### WRITTEN REQUEST
Without the pictures, copy all the entries below exactly.

### MATERIAL
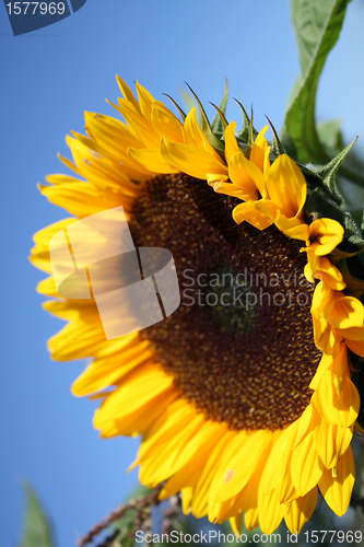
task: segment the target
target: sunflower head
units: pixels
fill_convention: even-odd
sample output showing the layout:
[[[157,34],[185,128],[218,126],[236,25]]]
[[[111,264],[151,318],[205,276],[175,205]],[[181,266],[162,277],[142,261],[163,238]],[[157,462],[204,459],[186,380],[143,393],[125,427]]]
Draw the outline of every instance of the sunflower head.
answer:
[[[62,159],[74,174],[40,186],[75,218],[37,234],[32,259],[51,272],[55,234],[122,207],[134,247],[172,253],[181,304],[106,340],[98,295],[61,299],[50,277],[39,290],[57,300],[46,307],[69,321],[52,357],[93,358],[74,394],[102,398],[103,437],[142,435],[140,480],[163,484],[161,498],[180,491],[186,513],[230,519],[234,531],[244,517],[267,534],[284,519],[294,533],[320,491],[342,515],[363,424],[363,229],[334,182],[350,147],[325,167],[300,165],[242,105],[237,132],[226,96],[212,124],[196,97],[199,123],[196,108],[177,106],[179,119],[139,83],[138,98],[118,83],[124,121],[86,113],[87,137],[68,138],[73,162]],[[122,317],[124,268],[111,266]]]

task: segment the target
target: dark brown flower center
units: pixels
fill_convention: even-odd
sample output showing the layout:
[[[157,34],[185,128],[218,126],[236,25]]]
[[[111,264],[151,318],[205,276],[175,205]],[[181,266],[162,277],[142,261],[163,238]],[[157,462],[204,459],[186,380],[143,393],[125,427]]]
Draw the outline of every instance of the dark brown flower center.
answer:
[[[302,243],[275,226],[236,225],[236,205],[203,181],[163,175],[137,200],[137,246],[174,256],[181,304],[141,331],[181,395],[232,429],[282,429],[309,403],[320,359],[313,340],[314,286]]]

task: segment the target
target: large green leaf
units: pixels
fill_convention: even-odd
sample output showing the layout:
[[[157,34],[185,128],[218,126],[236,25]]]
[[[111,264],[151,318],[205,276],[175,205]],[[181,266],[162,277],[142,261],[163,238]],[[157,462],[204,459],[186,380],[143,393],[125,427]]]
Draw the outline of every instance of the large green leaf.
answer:
[[[54,547],[50,524],[33,489],[25,485],[26,512],[21,547]]]
[[[338,40],[350,0],[292,0],[292,16],[300,50],[302,77],[291,98],[282,136],[297,161],[326,163],[315,124],[317,82],[326,58]]]

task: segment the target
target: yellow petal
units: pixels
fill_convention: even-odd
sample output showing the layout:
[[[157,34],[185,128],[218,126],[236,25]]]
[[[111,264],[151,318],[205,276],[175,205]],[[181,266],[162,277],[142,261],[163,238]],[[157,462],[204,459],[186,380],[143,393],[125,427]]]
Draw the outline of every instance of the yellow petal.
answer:
[[[285,154],[271,165],[267,188],[272,201],[287,219],[301,218],[306,201],[307,185],[300,167]]]
[[[190,144],[192,147],[197,147],[208,154],[212,155],[218,162],[222,162],[220,155],[215,151],[215,149],[210,144],[209,139],[202,131],[197,121],[196,117],[196,108],[191,108],[187,114],[185,124],[185,142],[186,144]],[[214,173],[213,171],[211,173]]]
[[[268,131],[268,126],[263,127],[261,131],[259,131],[259,135],[256,137],[256,140],[254,141],[251,152],[250,152],[250,162],[255,163],[259,170],[265,173],[267,171],[267,166],[265,168],[265,161],[266,161],[266,150],[268,147],[267,139],[265,137],[266,132]],[[270,148],[269,148],[270,150]],[[269,154],[268,154],[269,158]]]
[[[300,534],[312,517],[317,505],[318,491],[313,488],[303,498],[284,505],[284,520],[291,534]]]
[[[260,201],[263,201],[262,199]],[[240,224],[244,220],[249,222],[253,226],[258,230],[266,230],[273,222],[265,213],[260,212],[257,203],[260,201],[246,201],[245,203],[239,203],[233,210],[233,219],[237,224]]]
[[[259,188],[262,188],[263,191],[265,183],[261,172],[254,163],[244,158],[242,152],[231,156],[228,177],[242,189],[245,201],[258,199]]]
[[[152,124],[161,137],[173,142],[184,142],[184,126],[160,101],[153,103]]]
[[[143,165],[143,167],[154,173],[167,174],[178,173],[179,171],[162,158],[160,149],[142,148],[140,150],[136,150],[129,148],[128,154]]]
[[[338,459],[349,449],[352,437],[352,428],[342,428],[321,420],[314,431],[314,438],[317,452],[326,468],[337,466]]]
[[[224,131],[224,142],[225,142],[225,159],[227,165],[233,155],[239,152],[239,147],[235,137],[236,124],[231,121]]]
[[[345,377],[342,393],[338,396],[336,376],[331,370],[327,370],[314,394],[314,398],[322,418],[328,423],[350,428],[355,422],[361,399],[349,376]]]
[[[271,534],[283,519],[283,507],[280,504],[279,490],[275,488],[265,496],[262,489],[258,492],[258,509],[260,528],[263,534]]]
[[[171,165],[195,178],[206,181],[210,173],[227,175],[227,168],[221,161],[191,144],[177,144],[162,138],[161,153]]]
[[[324,465],[316,450],[314,433],[310,432],[292,454],[291,476],[300,496],[305,496],[317,485],[322,470]]]
[[[318,484],[327,504],[339,516],[349,508],[354,481],[355,464],[350,446],[334,469],[325,469]]]
[[[317,268],[314,275],[316,279],[320,279],[334,291],[342,291],[347,287],[339,268],[333,266],[326,256],[317,257]]]
[[[309,237],[314,237],[319,244],[315,253],[318,256],[329,255],[343,237],[344,229],[332,219],[317,219],[309,224]]]

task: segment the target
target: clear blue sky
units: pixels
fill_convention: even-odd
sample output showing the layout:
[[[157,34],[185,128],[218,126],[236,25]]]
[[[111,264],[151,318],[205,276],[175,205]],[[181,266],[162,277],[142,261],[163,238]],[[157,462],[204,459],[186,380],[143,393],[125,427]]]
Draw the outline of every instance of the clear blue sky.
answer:
[[[344,136],[363,136],[364,3],[349,5],[342,36],[322,73],[318,118],[341,117]],[[156,98],[178,98],[187,81],[202,102],[231,96],[254,104],[257,127],[267,114],[281,127],[298,61],[289,0],[87,0],[72,16],[28,35],[11,34],[0,7],[1,221],[3,245],[1,342],[1,545],[16,546],[28,479],[67,547],[116,507],[137,482],[126,474],[138,440],[101,440],[95,404],[70,385],[82,363],[49,359],[46,339],[61,322],[40,309],[43,278],[26,259],[32,234],[64,218],[38,195],[36,183],[64,172],[64,136],[83,131],[83,110],[115,115],[119,73]],[[207,107],[212,114],[212,107]],[[231,101],[227,117],[240,123]],[[363,150],[363,143],[359,147]]]

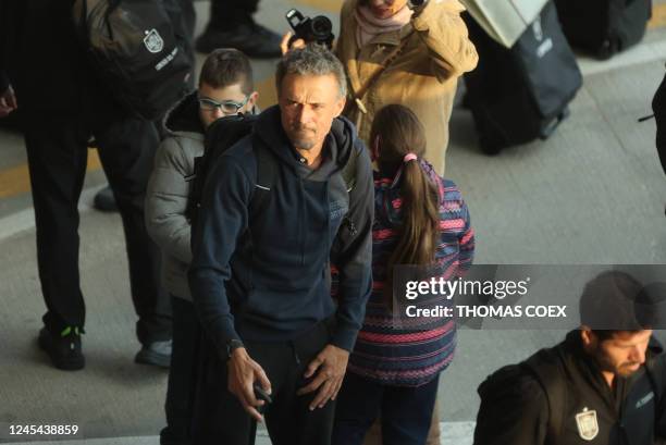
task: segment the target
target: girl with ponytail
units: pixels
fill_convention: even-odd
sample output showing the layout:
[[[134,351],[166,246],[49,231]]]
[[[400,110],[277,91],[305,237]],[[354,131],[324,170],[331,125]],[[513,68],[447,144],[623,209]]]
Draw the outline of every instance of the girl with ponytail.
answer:
[[[422,158],[425,132],[414,112],[398,104],[384,107],[370,136],[379,166],[373,286],[337,399],[332,444],[360,445],[381,411],[384,444],[423,445],[439,375],[453,359],[455,322],[412,317],[408,306],[434,308],[451,301],[445,296],[406,300],[394,295],[393,282],[402,265],[419,271],[418,280],[461,276],[472,262],[473,231],[456,185]]]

### COMPLETE ANSWER
task: segment the target
target: sunflower head
units: pixels
fill_convention: even-odd
sample output showing the layout:
[[[157,34],[185,128],[218,126],[236,25]]]
[[[111,264],[151,318],[205,276],[175,205]],[[181,266],[162,277],[142,261],[163,238]],[[157,462],[204,459],[186,380],[143,393],[125,427]]]
Draw the outline of every instance of the sunflower head.
answer:
[[[62,159],[74,174],[40,186],[75,218],[37,234],[32,259],[51,272],[55,234],[122,207],[134,247],[172,253],[181,304],[106,340],[98,295],[61,299],[50,277],[39,290],[57,300],[46,307],[69,321],[52,357],[93,358],[74,394],[102,398],[103,437],[142,435],[140,480],[163,484],[161,498],[180,491],[186,513],[230,519],[234,531],[244,517],[267,534],[284,519],[294,533],[320,491],[342,515],[363,424],[363,229],[334,182],[350,147],[325,167],[300,165],[242,105],[237,132],[226,96],[212,124],[196,97],[199,123],[196,108],[177,106],[179,119],[139,83],[138,98],[118,83],[124,121],[86,113],[87,137],[68,138],[73,162]],[[122,317],[124,268],[111,266]]]

task: segment the target
target: dark brown flower center
units: pixels
fill_convention: even-odd
sample output showing the layout:
[[[157,34],[185,128],[218,126],[236,25]]]
[[[111,264],[151,318],[205,276],[175,205]],[[181,266],[162,277],[142,261],[163,238]],[[157,462],[204,459],[186,380],[143,393],[125,427]]]
Draw the outline of every instance of the dark brown flower center.
answer:
[[[302,243],[275,226],[236,225],[236,205],[203,181],[163,175],[137,200],[137,246],[174,256],[181,304],[141,331],[181,395],[232,429],[282,429],[309,403],[320,359],[313,340],[314,286]]]

task: segment the target
target: large green leaf
units: pixels
fill_convention: even-odd
sample output showing the layout:
[[[157,34],[185,128],[218,126],[236,25]]]
[[[111,264],[151,318],[205,276],[175,205]],[[181,266],[162,277],[142,261],[163,238]],[[157,462],[204,459],[186,380],[143,393],[125,427]]]
Draw the outline of every instance of the large green leaf.
answer:
[[[54,547],[50,524],[33,489],[25,485],[26,512],[21,547]]]
[[[338,40],[350,0],[292,0],[292,16],[300,50],[302,77],[291,98],[282,136],[297,161],[326,163],[315,124],[317,82],[326,58]]]

task: segment the target
target: yellow petal
units: pixels
fill_convention: even-odd
sample output showing the layout:
[[[157,34],[185,128],[218,126],[236,25]]]
[[[111,264],[151,318],[205,276],[175,205]],[[181,266],[162,277],[142,261],[163,238]],[[157,462],[204,459],[186,380],[143,393],[125,427]]]
Draw the outline of every instance of the yellow petal.
answer:
[[[285,154],[271,165],[267,188],[272,201],[287,219],[301,218],[306,201],[307,185],[300,167]]]
[[[190,144],[192,147],[197,147],[208,154],[212,155],[218,162],[222,162],[220,155],[215,151],[215,149],[210,144],[209,139],[202,131],[197,121],[196,117],[196,108],[191,108],[187,114],[185,124],[185,142],[186,144]],[[214,173],[213,171],[211,173]]]
[[[268,131],[268,126],[263,127],[261,131],[259,131],[259,135],[256,137],[256,140],[254,141],[251,152],[250,152],[250,162],[255,163],[259,170],[265,173],[267,171],[267,166],[265,168],[265,161],[266,161],[266,150],[268,147],[267,139],[265,137],[266,132]],[[270,148],[269,148],[270,150]],[[269,154],[268,154],[269,158]]]
[[[300,534],[312,517],[317,505],[318,491],[313,488],[303,498],[284,505],[284,520],[291,534]]]
[[[260,201],[263,201],[262,199]],[[240,224],[244,220],[249,222],[253,226],[258,230],[266,230],[273,222],[265,213],[260,212],[257,203],[260,201],[246,201],[245,203],[239,203],[233,210],[233,219],[237,224]]]
[[[259,188],[262,188],[263,191],[265,183],[261,172],[254,163],[244,158],[242,152],[231,156],[228,177],[242,189],[245,201],[258,199]]]
[[[152,124],[161,137],[173,142],[184,142],[184,126],[160,101],[153,103]]]
[[[143,165],[143,167],[154,173],[167,174],[178,173],[179,171],[162,158],[160,149],[142,148],[140,150],[136,150],[129,148],[128,154]]]
[[[338,459],[349,449],[352,437],[352,428],[342,428],[321,420],[314,431],[314,438],[317,452],[326,468],[337,466]]]
[[[224,131],[224,142],[225,142],[225,159],[227,165],[233,155],[239,152],[239,147],[235,137],[236,124],[231,121]]]
[[[345,377],[342,393],[338,396],[336,376],[331,370],[327,370],[314,394],[314,398],[322,418],[328,423],[350,428],[355,422],[361,399],[349,376]]]
[[[271,534],[283,519],[283,507],[280,504],[279,490],[275,488],[265,496],[262,489],[258,492],[258,509],[260,528],[263,534]]]
[[[171,165],[195,178],[206,181],[210,173],[227,175],[227,168],[221,161],[191,144],[177,144],[162,138],[161,153]]]
[[[324,465],[316,450],[314,433],[310,432],[292,454],[291,476],[300,496],[305,496],[317,485],[322,470]]]
[[[318,484],[327,504],[339,516],[349,508],[354,481],[355,464],[350,446],[334,469],[325,469]]]
[[[317,268],[314,275],[316,279],[320,279],[334,291],[342,291],[347,287],[339,268],[333,266],[326,256],[317,257]]]
[[[309,237],[314,237],[319,244],[315,253],[318,256],[329,255],[343,237],[344,229],[332,219],[317,219],[309,224]]]

task: segment the target
target: clear blue sky
units: pixels
fill_convention: even-odd
sample output showing the layout:
[[[157,34],[185,128],[218,126],[236,25]]]
[[[111,264],[151,318],[205,276],[175,205]],[[181,266],[162,277],[142,261],[163,238]],[[157,462],[204,459],[186,380],[143,393],[125,427]]]
Draw the outline of every instance of the clear blue sky.
answer:
[[[344,136],[363,136],[364,3],[349,5],[342,36],[322,73],[318,118],[341,117]],[[156,98],[178,98],[187,81],[202,102],[231,96],[254,104],[257,127],[267,114],[281,127],[298,61],[289,0],[87,0],[72,16],[28,35],[11,34],[0,7],[1,221],[3,245],[1,342],[1,545],[16,546],[28,479],[67,547],[116,507],[137,482],[126,474],[138,440],[101,440],[95,404],[70,385],[82,363],[49,359],[46,339],[61,322],[40,309],[43,278],[26,259],[32,234],[64,218],[38,195],[36,183],[64,172],[64,136],[83,131],[83,110],[115,115],[119,73]],[[207,107],[212,114],[212,107]],[[231,101],[227,117],[240,123]],[[363,150],[363,143],[359,147]]]

task: segment the target
target: girl with ponytail
units: pixels
fill_convention: even-odd
sample output showing the layout:
[[[134,351],[166,246],[49,231]]]
[[[400,110],[277,91],[305,237]],[[354,131],[324,170],[331,125]],[[513,68],[447,144],[623,209]]]
Draw the outline of every instance of the girl with ponytail.
answer:
[[[422,158],[425,132],[414,112],[398,104],[384,107],[370,136],[379,166],[373,286],[337,399],[332,444],[360,445],[381,411],[384,444],[423,445],[439,375],[453,359],[455,322],[412,317],[408,306],[434,308],[451,301],[445,296],[406,300],[394,295],[393,282],[402,265],[419,271],[418,280],[461,276],[472,262],[473,231],[456,185]]]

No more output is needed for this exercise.